* [Task objective]:
Locate every line in the material below that contains the string "hair" and copy each one. The match is case-sensitive.

%%

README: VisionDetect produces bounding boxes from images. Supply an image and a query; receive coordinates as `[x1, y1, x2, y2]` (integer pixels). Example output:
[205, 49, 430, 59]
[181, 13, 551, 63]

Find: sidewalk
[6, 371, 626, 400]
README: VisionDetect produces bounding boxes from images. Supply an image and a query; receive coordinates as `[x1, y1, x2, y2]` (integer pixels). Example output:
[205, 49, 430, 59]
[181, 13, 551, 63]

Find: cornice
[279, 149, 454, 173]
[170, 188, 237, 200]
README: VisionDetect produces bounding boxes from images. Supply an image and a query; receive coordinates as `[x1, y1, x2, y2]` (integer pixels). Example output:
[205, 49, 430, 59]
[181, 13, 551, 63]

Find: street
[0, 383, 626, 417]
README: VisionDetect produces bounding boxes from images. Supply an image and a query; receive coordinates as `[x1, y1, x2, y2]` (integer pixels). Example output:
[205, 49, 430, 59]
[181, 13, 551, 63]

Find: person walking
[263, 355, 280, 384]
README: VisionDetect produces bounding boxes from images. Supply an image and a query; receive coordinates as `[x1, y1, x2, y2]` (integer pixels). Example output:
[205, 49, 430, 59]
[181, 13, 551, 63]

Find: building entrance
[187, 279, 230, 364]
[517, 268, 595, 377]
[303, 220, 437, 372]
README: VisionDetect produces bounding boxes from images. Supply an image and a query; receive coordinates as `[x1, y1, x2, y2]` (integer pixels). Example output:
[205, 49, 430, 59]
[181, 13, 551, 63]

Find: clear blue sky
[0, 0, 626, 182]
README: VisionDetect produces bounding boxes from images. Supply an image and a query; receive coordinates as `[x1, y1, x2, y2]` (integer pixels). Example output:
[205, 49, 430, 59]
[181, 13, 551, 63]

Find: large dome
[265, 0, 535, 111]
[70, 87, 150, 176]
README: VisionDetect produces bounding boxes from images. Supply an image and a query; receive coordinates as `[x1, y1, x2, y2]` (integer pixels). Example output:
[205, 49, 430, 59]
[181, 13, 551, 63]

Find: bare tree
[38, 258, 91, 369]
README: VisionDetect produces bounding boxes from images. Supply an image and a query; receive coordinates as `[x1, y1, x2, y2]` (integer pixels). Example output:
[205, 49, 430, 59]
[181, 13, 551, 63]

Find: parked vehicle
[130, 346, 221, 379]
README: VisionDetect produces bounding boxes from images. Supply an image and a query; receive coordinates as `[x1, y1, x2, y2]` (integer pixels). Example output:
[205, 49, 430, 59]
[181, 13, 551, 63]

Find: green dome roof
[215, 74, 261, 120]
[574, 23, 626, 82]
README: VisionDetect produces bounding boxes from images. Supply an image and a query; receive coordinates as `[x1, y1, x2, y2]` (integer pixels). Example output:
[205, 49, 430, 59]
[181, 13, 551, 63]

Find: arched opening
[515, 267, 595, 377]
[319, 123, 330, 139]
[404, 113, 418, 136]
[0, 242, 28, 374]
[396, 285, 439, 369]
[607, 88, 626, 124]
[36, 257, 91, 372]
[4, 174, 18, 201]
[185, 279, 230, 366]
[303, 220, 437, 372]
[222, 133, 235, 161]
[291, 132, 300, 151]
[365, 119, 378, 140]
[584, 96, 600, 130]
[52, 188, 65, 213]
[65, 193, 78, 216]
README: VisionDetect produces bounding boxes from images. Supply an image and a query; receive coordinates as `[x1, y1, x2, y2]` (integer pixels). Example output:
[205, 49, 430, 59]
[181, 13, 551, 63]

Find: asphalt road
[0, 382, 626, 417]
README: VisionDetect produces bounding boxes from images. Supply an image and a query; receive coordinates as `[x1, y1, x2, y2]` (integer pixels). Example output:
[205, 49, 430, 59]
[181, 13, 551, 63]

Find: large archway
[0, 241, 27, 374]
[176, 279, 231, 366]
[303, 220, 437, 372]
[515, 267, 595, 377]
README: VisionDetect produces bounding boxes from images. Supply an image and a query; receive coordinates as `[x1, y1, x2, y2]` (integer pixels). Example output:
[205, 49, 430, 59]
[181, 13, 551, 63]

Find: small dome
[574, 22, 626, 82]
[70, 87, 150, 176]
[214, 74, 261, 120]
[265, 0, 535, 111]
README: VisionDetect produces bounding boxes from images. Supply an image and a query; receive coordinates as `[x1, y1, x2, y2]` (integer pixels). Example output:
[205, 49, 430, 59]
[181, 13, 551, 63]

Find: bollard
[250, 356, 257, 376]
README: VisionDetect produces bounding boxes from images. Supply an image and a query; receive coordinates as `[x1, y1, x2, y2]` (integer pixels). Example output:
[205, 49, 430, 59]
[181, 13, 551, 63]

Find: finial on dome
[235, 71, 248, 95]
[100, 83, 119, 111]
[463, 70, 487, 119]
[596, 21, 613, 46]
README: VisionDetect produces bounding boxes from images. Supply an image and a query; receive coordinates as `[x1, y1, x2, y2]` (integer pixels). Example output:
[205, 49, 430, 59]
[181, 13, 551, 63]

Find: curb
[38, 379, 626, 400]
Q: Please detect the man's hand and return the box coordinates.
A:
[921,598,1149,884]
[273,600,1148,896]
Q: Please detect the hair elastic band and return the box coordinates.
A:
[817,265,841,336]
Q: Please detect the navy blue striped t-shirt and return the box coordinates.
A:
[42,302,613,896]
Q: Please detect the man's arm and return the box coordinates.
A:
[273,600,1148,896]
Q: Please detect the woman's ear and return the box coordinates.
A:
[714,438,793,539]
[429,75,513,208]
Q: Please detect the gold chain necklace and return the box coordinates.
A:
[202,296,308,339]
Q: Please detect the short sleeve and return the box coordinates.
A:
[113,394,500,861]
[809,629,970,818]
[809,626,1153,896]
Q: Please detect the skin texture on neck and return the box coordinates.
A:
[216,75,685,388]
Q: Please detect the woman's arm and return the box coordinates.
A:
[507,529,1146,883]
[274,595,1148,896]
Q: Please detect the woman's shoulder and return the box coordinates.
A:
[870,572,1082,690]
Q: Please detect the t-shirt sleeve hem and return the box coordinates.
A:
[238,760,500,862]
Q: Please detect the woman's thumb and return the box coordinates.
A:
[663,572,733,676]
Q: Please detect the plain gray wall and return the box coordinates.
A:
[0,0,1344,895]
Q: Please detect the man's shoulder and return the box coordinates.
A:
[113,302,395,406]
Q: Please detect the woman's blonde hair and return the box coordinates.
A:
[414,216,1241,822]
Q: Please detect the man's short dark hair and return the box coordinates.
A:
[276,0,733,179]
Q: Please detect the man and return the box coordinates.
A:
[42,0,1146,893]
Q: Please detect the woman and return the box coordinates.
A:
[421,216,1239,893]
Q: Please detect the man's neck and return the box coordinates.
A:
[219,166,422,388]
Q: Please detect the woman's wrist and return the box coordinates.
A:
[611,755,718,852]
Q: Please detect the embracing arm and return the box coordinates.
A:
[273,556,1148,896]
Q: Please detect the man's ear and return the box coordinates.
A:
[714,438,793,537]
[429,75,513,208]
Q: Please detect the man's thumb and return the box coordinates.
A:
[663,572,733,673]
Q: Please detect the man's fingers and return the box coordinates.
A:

%%

* [Final answer]:
Q: Please detect the hair elastic band and return the box coordinates.
Q: Please detect the woman's blonde hair and return the box coordinates.
Q: Please detect the man's short dark hair and return the box coordinates.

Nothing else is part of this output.